(Beginning of DOCUMENT PASSAGE)
I had only been to northern Michigan a handful of times before moving up here. The city I grew up in, and spent most of my life, is an anomaly in the state, with three colleges a manufacturing and tech infostructure it is beyond how most of the state lives. There are the obvious advantages to a place like this, things come easily, jobs are not hard to come by, and whatever you want can be found in a short period of time. The cost of living in such a place, I am learning is high. Everything is regulated, the city sticks their nose into any­thing they can find. Anything you need to live you have to pay for. There is a water bill, electric, sewer, heat, and food, with little space and resources it is difficult to find any of these or make them yourself, the city holds a monopoly on water, you have to hook up to the system, and not having electricity is against local code, you can try to get by without a car but good luck on buying things like furniture. I remember as a kid buying groceries with my mom and hauling them home on the bus. This also limits how much you can buy and forces you to spend more time and money on more trips. The cost of housing is high as well, for a family to rent a two-bedroom house will set them back $800 a month and that doesn’t include the other expenses, plus that is in a bad neighborhood.
(End of DOCUMENT PASSAGE)
| WHAT THIS TASK INVOLVES |
Reproduce the passage above about the cost of city living, word for word and in full.
(Beginning of LISTED RECORDS)
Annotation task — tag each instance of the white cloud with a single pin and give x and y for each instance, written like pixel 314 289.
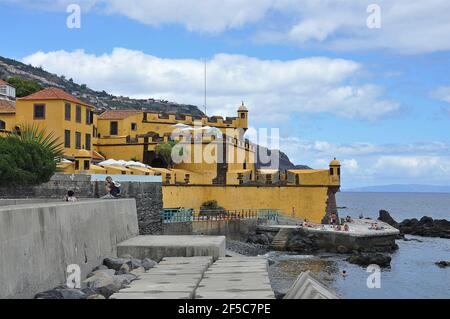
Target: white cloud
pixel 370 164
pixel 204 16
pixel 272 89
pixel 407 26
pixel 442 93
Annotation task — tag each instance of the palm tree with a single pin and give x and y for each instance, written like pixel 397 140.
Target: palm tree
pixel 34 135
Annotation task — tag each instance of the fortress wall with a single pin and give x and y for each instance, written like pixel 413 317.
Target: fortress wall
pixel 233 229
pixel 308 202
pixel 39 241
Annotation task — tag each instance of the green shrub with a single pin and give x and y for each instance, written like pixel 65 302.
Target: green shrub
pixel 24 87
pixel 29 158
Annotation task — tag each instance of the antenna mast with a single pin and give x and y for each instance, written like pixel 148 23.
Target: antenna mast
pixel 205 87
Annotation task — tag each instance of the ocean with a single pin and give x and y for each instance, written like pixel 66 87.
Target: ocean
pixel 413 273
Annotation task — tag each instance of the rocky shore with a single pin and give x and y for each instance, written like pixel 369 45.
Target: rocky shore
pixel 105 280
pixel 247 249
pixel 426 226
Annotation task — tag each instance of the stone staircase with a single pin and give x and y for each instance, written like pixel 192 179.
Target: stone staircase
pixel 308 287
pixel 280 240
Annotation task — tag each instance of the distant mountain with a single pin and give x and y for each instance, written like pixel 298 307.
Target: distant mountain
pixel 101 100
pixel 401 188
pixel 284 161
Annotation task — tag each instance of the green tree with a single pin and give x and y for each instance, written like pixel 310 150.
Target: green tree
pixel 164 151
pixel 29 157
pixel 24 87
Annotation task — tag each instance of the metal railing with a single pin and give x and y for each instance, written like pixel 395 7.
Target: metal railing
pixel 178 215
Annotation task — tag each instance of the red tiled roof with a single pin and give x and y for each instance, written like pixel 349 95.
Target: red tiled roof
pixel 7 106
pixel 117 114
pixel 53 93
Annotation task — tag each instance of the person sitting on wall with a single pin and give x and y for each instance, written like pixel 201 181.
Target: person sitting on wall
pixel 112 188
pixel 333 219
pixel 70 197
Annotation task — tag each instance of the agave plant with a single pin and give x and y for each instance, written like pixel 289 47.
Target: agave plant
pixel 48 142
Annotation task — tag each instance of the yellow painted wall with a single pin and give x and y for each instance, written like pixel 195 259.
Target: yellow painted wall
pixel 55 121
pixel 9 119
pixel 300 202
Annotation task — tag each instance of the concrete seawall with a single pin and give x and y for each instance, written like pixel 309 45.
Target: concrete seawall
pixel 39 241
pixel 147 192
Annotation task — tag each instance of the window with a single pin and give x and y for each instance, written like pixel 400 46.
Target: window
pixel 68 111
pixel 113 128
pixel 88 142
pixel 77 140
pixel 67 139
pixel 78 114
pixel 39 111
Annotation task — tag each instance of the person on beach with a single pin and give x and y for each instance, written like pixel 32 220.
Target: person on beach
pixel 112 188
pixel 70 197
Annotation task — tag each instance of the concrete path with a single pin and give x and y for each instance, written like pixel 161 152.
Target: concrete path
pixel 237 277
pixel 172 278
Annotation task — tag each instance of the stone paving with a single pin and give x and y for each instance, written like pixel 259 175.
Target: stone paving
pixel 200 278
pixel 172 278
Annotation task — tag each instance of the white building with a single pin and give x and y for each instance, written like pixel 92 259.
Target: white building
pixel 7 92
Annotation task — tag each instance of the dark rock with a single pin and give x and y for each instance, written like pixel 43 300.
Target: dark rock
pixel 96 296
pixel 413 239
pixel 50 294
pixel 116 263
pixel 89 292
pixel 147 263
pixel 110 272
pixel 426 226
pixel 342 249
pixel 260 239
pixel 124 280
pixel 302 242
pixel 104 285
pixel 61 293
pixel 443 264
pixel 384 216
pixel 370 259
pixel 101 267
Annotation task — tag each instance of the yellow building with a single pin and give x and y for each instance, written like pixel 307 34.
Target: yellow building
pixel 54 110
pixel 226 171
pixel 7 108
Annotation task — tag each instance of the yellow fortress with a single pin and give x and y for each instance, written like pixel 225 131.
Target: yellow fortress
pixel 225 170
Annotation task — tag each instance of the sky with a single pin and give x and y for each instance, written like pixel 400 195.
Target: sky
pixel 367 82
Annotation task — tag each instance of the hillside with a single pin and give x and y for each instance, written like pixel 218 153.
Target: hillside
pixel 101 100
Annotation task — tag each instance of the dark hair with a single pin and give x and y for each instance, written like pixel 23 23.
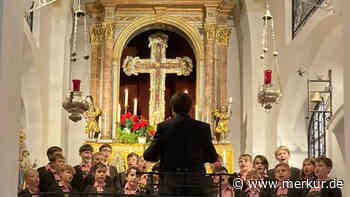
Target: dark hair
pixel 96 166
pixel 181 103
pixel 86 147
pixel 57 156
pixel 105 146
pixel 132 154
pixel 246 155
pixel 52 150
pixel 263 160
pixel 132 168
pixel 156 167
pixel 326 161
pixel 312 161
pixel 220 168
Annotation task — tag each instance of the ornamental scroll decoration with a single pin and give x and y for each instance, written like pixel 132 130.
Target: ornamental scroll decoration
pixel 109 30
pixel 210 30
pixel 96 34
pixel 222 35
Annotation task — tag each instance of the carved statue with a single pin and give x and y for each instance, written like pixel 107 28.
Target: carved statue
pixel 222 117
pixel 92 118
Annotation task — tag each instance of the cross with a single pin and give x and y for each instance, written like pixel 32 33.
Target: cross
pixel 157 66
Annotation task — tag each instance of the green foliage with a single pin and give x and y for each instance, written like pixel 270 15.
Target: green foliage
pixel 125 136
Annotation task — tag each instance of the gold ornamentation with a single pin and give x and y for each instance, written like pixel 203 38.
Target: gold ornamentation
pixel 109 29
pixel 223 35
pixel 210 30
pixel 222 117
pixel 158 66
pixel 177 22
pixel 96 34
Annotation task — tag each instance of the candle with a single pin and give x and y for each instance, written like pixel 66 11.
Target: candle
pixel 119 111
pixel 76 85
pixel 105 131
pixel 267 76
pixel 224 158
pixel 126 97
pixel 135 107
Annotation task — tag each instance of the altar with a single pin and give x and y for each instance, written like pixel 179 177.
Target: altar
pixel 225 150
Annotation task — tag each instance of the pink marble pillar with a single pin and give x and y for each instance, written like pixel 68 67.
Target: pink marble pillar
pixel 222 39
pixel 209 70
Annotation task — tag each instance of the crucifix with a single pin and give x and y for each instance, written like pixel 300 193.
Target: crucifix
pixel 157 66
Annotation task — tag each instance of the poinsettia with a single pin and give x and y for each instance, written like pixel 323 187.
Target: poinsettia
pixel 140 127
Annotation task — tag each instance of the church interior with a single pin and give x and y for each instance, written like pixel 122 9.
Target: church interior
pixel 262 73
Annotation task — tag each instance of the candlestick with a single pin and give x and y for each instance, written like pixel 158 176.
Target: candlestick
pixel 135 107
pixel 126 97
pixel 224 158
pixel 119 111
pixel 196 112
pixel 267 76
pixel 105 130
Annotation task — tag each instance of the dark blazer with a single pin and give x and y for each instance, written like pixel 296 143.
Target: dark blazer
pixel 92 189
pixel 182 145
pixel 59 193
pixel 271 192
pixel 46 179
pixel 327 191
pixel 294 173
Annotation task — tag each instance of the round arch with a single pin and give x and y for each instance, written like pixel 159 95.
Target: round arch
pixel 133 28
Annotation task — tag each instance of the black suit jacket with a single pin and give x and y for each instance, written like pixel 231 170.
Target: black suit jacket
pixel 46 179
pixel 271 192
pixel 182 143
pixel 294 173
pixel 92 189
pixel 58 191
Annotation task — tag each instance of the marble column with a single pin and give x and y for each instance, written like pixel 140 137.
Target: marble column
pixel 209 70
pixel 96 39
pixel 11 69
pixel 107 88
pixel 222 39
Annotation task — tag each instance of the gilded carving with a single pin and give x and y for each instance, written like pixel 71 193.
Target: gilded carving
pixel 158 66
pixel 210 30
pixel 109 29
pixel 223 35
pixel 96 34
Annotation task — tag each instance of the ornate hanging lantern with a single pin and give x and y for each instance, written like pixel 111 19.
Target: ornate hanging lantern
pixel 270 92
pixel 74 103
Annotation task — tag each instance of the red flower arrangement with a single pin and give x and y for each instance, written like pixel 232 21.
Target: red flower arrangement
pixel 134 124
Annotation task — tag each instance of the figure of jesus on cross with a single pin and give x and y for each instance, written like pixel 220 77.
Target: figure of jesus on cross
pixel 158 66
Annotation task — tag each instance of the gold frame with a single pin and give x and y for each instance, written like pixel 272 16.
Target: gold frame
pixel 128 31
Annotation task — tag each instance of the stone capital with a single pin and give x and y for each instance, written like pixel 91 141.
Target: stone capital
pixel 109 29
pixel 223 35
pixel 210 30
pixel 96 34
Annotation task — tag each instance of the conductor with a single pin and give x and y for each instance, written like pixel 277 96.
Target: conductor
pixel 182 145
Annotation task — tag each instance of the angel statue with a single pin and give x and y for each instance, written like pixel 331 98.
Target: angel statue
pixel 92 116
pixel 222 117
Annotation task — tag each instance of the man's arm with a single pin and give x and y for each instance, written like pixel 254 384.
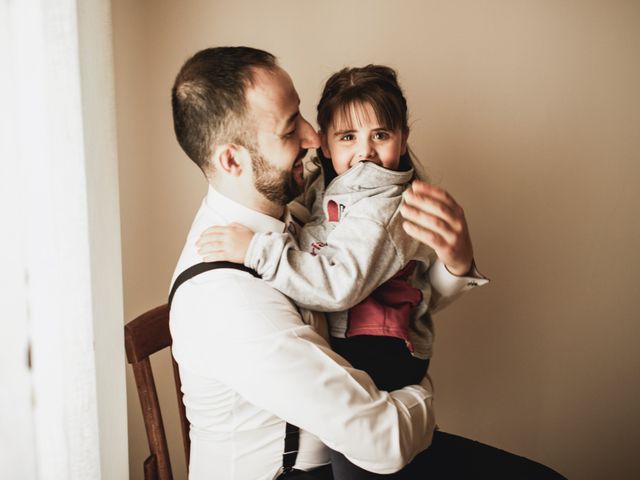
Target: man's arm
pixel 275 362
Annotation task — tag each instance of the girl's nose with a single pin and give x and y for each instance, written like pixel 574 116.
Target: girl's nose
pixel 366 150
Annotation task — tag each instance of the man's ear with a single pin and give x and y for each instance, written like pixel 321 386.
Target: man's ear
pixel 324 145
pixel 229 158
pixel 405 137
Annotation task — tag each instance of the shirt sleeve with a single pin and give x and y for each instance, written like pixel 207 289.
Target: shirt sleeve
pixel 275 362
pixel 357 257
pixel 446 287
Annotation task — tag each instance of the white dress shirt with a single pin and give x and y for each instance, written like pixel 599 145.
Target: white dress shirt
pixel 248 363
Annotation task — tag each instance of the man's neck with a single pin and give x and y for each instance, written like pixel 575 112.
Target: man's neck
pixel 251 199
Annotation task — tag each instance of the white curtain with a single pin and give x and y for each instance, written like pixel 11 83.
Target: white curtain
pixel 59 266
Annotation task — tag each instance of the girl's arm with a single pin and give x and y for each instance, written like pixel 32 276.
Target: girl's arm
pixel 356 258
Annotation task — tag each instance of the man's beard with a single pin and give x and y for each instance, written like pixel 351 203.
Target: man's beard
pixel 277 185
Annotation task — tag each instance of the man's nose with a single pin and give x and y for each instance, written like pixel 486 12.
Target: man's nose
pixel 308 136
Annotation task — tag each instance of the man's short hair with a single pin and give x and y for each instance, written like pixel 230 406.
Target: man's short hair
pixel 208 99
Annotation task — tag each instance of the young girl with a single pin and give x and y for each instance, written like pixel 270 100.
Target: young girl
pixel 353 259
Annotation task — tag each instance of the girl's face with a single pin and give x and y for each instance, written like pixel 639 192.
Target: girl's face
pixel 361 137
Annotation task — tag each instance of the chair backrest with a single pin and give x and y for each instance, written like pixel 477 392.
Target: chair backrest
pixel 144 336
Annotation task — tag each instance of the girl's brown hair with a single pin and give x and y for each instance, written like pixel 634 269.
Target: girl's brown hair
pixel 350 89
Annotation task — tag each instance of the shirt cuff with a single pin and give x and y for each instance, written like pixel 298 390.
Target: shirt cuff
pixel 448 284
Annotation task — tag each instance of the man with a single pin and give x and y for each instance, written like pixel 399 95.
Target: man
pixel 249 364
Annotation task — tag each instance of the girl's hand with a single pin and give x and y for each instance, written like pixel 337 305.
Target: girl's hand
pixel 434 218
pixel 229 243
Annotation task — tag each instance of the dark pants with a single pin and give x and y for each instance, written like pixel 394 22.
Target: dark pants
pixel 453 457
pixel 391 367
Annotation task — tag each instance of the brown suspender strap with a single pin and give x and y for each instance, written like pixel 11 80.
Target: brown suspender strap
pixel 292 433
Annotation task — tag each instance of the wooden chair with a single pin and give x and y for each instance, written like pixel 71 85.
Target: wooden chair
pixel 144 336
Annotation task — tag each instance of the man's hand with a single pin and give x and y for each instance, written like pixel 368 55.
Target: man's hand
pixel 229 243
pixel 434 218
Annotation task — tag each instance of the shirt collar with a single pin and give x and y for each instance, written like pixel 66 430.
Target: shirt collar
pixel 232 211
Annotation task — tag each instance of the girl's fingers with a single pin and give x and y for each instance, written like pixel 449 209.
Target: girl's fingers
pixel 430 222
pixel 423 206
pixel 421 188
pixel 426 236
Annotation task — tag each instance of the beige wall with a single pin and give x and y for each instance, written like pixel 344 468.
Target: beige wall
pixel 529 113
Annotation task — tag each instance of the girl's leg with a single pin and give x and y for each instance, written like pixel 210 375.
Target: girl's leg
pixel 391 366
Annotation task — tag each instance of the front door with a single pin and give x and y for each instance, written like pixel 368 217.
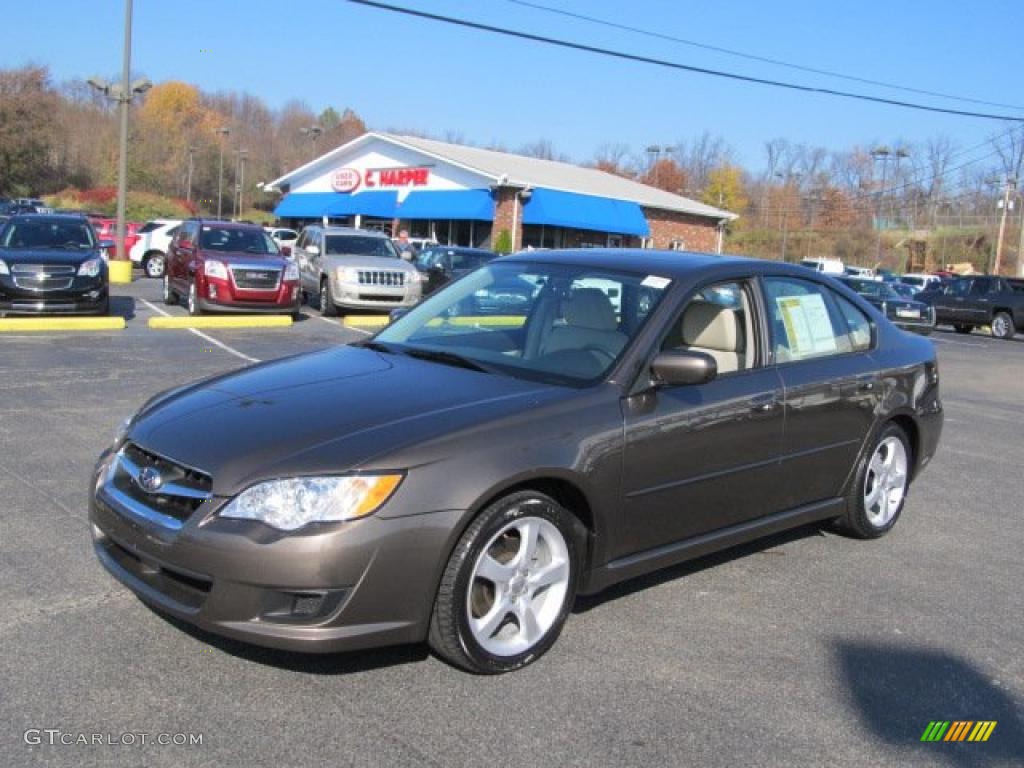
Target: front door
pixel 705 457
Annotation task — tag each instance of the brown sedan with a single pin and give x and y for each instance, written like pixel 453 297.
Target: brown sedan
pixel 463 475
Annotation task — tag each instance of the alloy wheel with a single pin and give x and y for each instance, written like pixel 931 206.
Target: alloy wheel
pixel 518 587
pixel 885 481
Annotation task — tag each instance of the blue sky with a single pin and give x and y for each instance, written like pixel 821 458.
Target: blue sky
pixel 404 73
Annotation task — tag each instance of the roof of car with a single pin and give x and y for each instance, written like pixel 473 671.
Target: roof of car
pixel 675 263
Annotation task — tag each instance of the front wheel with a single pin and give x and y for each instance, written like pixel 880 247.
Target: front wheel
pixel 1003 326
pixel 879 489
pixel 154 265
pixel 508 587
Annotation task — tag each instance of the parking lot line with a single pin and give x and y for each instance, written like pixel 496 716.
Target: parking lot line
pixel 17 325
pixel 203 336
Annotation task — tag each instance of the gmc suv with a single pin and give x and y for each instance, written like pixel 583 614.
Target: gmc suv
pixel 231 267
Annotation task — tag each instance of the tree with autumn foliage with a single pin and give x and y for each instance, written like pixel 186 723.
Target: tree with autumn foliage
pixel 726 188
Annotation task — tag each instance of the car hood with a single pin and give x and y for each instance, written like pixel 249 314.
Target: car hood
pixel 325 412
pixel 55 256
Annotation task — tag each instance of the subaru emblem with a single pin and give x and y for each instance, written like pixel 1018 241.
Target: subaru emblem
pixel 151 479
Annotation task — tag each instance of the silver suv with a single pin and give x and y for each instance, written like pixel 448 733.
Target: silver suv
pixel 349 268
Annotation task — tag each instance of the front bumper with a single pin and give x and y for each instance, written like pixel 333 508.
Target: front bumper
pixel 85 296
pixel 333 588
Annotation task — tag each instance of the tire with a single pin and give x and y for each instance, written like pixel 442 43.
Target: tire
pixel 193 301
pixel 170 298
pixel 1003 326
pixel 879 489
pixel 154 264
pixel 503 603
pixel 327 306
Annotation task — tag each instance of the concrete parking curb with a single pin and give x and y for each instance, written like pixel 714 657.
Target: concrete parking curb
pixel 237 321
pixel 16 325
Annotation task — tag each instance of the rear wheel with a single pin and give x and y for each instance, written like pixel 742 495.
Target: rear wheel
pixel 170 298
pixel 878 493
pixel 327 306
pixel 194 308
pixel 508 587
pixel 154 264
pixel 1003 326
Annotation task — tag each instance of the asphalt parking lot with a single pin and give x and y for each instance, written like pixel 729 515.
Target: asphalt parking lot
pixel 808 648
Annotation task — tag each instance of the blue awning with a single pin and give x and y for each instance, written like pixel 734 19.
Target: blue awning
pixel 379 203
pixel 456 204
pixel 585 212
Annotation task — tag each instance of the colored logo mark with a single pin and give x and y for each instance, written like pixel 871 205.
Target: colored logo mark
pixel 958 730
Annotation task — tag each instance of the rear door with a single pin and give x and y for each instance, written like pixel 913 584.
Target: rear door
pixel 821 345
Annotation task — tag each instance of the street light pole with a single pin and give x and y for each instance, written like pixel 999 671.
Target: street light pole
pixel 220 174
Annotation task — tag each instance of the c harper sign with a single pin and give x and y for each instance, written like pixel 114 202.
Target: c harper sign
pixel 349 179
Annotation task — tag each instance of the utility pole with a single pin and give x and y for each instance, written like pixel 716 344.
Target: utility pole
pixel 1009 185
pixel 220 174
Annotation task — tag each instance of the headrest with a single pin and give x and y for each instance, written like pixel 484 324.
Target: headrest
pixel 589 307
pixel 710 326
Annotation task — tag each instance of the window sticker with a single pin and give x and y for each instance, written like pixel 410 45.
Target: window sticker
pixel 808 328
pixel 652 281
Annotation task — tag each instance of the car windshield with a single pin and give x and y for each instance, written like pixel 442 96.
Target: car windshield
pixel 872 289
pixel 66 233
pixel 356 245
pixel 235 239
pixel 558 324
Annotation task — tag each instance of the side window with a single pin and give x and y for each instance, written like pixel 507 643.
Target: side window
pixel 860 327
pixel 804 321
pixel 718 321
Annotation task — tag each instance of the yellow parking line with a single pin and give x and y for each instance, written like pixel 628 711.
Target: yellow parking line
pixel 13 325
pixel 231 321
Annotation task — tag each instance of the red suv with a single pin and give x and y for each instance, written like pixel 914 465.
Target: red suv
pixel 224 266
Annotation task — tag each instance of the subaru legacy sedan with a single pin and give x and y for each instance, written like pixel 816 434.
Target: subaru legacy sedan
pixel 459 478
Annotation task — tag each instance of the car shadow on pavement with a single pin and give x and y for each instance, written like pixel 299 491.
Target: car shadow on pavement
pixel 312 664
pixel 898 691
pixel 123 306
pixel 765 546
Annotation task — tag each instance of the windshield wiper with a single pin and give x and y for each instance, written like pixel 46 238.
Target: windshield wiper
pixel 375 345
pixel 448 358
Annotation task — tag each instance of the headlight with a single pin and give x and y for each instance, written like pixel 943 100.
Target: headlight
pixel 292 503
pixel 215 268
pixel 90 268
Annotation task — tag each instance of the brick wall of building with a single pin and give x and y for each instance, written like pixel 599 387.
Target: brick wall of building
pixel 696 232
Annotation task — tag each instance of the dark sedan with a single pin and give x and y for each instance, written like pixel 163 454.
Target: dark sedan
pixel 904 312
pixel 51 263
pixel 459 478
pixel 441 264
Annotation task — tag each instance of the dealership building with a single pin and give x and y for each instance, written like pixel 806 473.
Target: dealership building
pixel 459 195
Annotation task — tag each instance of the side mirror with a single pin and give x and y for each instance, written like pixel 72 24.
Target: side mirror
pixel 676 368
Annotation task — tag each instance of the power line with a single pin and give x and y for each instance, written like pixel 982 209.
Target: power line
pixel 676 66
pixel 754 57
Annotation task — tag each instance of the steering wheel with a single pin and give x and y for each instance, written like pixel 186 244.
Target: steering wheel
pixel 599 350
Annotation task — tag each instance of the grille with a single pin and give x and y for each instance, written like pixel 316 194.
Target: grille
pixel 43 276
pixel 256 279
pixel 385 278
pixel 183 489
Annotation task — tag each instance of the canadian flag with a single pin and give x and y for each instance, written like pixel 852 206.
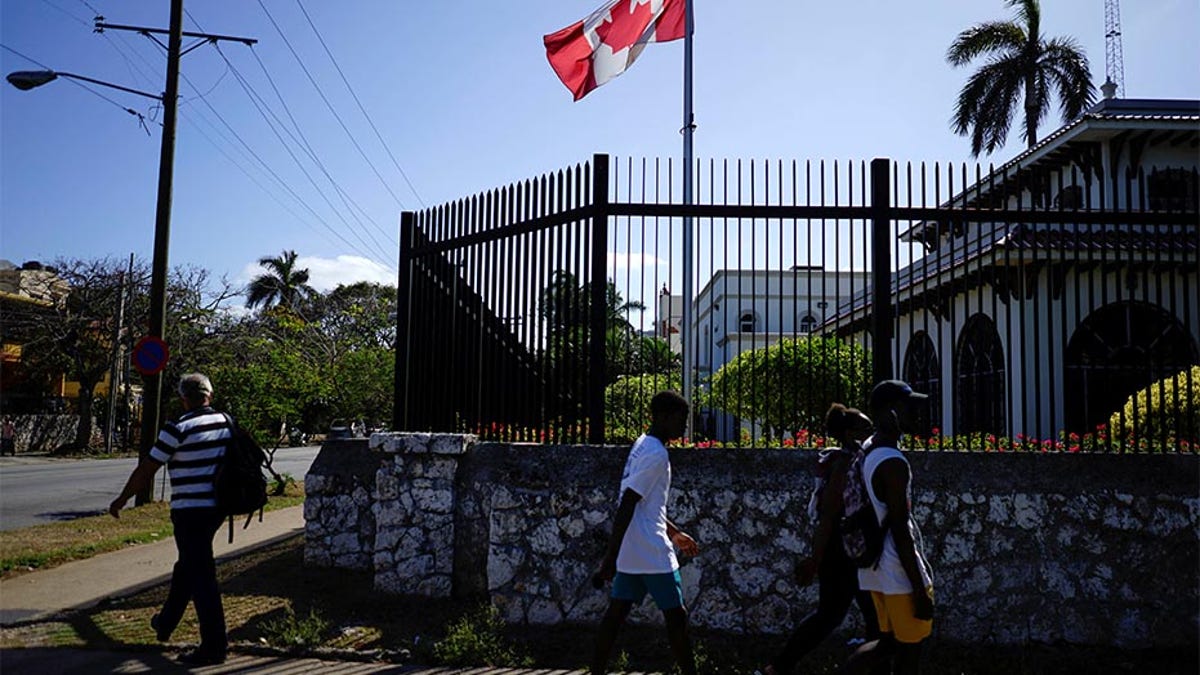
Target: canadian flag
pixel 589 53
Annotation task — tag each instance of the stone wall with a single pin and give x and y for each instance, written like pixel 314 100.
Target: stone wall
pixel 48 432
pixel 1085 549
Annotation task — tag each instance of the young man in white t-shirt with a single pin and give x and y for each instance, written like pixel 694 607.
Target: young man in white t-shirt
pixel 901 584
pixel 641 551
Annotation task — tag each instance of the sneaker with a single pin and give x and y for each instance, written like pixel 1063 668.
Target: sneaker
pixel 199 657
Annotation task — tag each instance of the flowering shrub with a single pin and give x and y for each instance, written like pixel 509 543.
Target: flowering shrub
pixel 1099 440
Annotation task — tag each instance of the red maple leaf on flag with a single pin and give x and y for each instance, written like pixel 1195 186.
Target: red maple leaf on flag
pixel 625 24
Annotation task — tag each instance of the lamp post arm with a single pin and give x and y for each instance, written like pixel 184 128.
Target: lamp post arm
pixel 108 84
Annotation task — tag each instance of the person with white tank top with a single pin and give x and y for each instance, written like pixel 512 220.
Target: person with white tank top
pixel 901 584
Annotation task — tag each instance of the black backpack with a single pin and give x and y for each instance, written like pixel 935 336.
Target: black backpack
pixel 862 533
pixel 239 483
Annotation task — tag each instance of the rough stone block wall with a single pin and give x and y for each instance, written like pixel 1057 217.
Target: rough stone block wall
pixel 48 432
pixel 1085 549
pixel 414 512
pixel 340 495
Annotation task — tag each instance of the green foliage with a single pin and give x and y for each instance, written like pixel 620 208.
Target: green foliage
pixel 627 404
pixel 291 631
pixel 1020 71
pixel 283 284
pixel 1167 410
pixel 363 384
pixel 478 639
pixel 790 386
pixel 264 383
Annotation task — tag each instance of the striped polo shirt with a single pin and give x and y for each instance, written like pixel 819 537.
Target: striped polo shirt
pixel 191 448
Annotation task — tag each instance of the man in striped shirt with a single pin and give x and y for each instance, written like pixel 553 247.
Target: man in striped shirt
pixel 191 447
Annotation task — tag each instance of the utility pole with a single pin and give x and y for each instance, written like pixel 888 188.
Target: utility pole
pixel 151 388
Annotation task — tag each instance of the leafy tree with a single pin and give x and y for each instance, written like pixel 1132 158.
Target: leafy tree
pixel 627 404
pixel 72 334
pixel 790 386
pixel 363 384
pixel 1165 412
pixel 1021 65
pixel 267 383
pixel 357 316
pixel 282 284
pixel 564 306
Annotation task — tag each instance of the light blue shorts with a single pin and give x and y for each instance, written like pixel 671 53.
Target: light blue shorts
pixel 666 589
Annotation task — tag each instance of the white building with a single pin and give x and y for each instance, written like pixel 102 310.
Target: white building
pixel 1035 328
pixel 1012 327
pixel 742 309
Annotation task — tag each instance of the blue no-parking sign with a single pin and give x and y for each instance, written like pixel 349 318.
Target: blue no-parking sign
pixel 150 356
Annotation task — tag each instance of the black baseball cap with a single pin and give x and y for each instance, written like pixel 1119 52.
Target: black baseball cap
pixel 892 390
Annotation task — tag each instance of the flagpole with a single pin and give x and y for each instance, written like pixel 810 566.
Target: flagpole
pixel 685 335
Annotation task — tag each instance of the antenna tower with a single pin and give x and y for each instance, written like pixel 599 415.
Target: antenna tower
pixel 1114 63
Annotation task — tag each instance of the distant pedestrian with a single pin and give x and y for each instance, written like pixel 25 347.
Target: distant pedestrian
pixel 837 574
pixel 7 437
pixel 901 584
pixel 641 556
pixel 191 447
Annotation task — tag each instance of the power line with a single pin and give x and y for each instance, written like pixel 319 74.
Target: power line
(End of LISTED RECORDS)
| FINISHED EXERCISE |
I had only been to northern Michigan a handful of times before moving up here. The city I grew up in, and spent most of my life, is an anomaly in the state, with three colleges a manufacturing and tech infostructure it is beyond how most of the state lives. There are the obvious advantages to a place like this, things come easily, jobs are not hard to come by, and whatever you want can be found in a short period of time. The cost of living in such a place, I am learning is high. Everything is regulated, the city sticks their nose into any­thing they can find. Anything you need to live you have to pay for. There is a water bill, electric, sewer, heat, and food, with little space and resources it is difficult to find any of these or make them yourself, the city holds a monopoly on water, you have to hook up to the system, and not having electricity is against local code, you can try to get by without a car but good luck on buying things like furniture. I remember as a kid buying groceries with my mom and hauling them home on the bus. This also limits how much you can buy and forces you to spend more time and money on more trips. The cost of housing is high as well, for a family to rent a two-bedroom house will set them back $800 a month and that doesn’t include the other expenses, plus that is in a bad neighborhood.